### TASK INPUTS ###
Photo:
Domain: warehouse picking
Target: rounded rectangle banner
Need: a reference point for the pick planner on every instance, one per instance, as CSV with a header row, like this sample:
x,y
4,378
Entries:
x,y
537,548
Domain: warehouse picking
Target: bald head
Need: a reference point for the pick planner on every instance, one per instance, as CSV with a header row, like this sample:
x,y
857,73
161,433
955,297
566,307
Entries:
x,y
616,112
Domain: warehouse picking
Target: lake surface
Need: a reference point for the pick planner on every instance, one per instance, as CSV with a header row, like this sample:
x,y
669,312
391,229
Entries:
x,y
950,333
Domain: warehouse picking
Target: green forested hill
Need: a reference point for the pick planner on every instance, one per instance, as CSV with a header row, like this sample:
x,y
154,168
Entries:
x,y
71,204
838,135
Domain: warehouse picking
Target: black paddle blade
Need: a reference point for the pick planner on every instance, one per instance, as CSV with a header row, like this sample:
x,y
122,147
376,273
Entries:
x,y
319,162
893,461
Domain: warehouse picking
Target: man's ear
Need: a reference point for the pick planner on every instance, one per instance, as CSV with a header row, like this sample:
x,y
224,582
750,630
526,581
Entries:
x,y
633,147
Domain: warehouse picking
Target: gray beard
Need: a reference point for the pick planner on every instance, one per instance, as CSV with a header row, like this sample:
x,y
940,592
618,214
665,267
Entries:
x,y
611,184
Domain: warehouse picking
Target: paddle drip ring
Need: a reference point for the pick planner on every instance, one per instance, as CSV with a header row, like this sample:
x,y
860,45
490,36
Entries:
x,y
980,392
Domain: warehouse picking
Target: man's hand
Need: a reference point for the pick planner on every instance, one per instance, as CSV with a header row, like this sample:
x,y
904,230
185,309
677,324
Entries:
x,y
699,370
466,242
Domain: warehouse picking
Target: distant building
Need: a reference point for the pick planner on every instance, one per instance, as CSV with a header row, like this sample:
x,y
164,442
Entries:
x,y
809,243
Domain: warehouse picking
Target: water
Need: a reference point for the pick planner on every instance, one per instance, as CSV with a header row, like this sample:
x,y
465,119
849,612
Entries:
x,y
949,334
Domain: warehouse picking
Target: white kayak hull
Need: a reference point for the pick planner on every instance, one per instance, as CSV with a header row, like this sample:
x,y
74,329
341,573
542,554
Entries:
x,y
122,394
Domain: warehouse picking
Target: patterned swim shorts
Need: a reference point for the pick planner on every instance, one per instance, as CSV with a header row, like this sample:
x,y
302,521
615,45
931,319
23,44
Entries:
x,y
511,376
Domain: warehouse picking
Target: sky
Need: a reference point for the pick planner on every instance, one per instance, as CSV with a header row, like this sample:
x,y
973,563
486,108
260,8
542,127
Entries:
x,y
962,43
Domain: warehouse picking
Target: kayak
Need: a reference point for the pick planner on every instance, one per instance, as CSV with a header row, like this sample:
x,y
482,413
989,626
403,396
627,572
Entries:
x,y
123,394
###
* _INSTRUCTIONS FOR THE TASK_
Collect every line of the records above that contains the string "kayak". Case counts.

* _REPLY_
Target: white kayak hull
Target: kayak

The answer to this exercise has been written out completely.